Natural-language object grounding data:
- Opening Delimiter -

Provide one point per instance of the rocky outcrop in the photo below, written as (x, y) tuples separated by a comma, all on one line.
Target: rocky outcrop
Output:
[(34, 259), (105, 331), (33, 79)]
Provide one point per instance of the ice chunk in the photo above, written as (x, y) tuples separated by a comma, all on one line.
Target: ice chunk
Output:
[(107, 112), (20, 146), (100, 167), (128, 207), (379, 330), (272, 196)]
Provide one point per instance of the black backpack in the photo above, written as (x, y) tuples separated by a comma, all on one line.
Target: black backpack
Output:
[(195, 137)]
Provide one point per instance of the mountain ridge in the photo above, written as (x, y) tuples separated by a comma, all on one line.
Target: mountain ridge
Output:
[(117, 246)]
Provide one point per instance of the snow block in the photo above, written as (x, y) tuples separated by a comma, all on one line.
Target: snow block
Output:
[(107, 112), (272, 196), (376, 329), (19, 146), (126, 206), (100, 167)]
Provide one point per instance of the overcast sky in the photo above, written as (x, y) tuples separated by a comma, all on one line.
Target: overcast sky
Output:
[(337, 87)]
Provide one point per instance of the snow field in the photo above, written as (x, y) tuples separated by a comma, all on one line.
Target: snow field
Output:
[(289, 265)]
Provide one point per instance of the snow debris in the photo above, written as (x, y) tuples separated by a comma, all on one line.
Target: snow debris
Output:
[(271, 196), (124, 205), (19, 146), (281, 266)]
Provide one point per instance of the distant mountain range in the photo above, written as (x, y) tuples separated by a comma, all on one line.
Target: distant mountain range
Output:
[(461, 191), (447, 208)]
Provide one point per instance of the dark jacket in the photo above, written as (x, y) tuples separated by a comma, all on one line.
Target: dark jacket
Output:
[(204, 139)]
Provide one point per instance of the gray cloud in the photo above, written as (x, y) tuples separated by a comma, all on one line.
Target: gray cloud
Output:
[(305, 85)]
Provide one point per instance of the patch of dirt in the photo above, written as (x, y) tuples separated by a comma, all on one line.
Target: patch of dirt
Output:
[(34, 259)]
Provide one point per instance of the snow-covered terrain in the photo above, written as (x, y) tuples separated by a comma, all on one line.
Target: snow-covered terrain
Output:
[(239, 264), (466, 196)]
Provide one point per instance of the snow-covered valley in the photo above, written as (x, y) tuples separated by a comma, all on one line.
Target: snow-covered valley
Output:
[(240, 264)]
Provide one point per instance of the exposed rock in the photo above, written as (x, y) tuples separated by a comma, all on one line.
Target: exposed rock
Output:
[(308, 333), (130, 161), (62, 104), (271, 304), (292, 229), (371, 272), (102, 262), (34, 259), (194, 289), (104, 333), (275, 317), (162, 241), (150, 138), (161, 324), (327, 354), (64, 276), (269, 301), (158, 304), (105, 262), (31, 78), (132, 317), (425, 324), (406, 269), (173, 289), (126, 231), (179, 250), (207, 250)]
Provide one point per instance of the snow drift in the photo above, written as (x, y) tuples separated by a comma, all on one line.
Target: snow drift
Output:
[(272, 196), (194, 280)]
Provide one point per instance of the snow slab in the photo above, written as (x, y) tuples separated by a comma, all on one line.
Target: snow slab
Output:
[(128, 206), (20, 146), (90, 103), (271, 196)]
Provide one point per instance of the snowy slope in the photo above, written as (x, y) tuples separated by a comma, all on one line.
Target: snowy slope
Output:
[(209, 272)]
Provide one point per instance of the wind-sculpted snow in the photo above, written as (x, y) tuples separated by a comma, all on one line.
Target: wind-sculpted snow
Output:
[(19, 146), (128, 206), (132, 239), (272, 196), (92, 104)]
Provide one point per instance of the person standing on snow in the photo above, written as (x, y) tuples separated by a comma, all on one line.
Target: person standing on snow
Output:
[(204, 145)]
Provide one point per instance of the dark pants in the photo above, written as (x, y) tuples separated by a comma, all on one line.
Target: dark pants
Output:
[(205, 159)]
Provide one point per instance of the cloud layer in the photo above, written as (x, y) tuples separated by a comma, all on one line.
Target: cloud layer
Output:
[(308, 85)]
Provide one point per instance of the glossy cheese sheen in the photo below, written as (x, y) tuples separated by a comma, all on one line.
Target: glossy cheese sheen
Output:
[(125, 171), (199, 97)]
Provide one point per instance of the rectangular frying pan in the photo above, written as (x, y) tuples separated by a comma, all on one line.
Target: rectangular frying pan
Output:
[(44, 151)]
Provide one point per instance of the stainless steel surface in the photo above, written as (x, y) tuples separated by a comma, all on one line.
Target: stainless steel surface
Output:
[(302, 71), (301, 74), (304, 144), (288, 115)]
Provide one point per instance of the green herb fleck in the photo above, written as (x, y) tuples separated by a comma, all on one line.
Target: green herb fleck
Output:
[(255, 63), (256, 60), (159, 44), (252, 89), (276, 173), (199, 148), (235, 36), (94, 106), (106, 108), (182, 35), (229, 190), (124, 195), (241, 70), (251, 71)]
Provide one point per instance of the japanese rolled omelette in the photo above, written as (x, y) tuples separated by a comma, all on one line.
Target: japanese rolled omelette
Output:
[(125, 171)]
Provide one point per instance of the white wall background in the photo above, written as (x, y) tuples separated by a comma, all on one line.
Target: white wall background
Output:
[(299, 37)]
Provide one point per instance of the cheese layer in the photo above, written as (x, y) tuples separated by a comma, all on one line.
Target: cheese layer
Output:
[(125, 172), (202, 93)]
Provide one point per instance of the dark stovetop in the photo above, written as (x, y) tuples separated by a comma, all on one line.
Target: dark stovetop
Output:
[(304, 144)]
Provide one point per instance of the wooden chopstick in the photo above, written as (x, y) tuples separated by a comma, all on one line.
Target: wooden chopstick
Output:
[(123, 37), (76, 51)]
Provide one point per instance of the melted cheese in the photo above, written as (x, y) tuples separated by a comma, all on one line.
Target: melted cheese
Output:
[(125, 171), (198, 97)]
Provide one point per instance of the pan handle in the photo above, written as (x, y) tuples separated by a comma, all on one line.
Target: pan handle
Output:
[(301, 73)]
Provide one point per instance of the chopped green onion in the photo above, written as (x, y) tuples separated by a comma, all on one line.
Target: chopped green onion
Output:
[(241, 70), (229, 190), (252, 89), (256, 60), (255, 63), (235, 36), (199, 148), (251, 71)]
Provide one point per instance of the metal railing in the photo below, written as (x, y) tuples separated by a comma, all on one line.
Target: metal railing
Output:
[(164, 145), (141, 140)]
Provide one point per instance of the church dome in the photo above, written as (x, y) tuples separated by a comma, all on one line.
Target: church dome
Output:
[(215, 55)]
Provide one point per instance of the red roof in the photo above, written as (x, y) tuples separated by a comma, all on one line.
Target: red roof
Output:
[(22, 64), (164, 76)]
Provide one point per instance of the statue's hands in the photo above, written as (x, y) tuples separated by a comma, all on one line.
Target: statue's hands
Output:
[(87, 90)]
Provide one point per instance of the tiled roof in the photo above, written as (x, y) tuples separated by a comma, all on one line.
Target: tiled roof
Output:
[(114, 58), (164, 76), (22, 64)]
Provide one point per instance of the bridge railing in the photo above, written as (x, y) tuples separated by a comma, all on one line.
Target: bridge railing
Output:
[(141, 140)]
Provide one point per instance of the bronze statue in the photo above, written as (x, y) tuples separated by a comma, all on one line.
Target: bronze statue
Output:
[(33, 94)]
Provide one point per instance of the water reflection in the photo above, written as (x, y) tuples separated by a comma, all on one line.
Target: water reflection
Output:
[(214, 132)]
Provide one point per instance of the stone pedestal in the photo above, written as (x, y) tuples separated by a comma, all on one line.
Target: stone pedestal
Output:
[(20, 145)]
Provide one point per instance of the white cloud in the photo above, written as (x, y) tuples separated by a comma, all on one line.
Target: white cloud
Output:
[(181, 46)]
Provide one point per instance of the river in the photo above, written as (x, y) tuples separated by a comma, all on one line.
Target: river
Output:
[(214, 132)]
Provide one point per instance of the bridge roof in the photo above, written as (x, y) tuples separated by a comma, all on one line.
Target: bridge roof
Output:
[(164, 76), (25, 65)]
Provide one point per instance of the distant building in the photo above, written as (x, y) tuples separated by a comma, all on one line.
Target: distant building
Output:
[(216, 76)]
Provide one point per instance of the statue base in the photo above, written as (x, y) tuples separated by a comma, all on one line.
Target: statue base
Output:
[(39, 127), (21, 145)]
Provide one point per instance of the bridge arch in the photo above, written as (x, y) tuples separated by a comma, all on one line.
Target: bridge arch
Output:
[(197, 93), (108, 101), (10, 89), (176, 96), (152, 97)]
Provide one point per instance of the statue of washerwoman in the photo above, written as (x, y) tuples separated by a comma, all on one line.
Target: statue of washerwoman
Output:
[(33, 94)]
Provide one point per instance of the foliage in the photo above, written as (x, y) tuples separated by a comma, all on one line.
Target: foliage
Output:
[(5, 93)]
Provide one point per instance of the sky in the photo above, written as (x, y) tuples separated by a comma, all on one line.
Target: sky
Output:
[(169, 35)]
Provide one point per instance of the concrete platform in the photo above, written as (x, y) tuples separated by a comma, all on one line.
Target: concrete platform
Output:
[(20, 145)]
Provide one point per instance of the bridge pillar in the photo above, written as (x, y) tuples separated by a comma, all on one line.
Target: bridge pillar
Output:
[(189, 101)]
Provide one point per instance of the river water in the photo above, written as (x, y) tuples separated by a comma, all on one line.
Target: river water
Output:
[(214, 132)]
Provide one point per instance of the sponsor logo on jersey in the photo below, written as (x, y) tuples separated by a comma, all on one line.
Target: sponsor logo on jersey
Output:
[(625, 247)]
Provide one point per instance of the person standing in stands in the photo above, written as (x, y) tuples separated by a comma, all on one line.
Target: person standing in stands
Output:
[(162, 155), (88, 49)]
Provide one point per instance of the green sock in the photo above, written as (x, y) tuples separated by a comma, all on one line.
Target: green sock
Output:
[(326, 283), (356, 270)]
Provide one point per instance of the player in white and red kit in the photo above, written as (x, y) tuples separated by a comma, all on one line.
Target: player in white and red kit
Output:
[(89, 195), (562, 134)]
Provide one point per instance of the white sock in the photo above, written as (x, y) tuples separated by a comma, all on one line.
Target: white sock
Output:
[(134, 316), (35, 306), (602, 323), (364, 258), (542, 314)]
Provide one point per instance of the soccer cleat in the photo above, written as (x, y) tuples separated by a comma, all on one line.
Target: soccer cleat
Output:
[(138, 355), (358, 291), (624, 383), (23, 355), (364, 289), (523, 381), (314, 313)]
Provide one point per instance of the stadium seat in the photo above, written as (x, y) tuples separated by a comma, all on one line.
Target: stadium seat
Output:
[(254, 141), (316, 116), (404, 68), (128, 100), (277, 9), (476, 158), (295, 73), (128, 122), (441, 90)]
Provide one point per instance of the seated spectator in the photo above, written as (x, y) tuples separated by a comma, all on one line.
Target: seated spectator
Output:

- Closing Delimiter -

AIM OF THE EXERCISE: From the line holding "Provide one point per instance of the statue's" to the line holding "Target: bridge roof", inclusive, restate each line above exactly as written.

RESULT FOR THIS EXERCISE:
Provide one point per instance of the statue's hands in the photo above, written as (x, y) tuples separated by a comma, all on one line.
Target: statue's hands
Output:
[(87, 90)]
Provide one point per instance of the tiled roof in the photo above, written as (x, y) tuples separated by a comma, all on one line.
Target: tiled roof
Output:
[(114, 58), (164, 76), (22, 64)]
Provide one point per instance of the bridge railing in the photo above, written as (x, y) tuples separated by a comma, all on one line.
Target: bridge railing
Output:
[(141, 140)]
Provide one point per instance of the bronze statue in the photo above, written as (x, y) tuples separated by a comma, all on one line.
Target: bronze statue
Output:
[(33, 94)]
Provide one point per instance of the water reflection in the photo above, written as (x, y) tuples separated by a comma, all on one line.
Target: water reflection
Output:
[(214, 132)]
Provide one point per instance of the stone pedestal in the photo above, written as (x, y) tuples separated by a comma, all on one line.
Target: stone pedestal
Output:
[(20, 145)]
Provide one point per instance of the white cloud in the photo above, written as (x, y) tuples separated by a comma, all on one line.
Target: white cloud
Output:
[(181, 46)]
Provide one point per instance of the river in the photo above, written as (x, y) tuples separated by a comma, all on one line.
Target: river
Output:
[(214, 132)]
Provide one point per instance of the bridge roof in the photo above, written as (x, y) tuples separated by a comma, all on one line.
Target: bridge roof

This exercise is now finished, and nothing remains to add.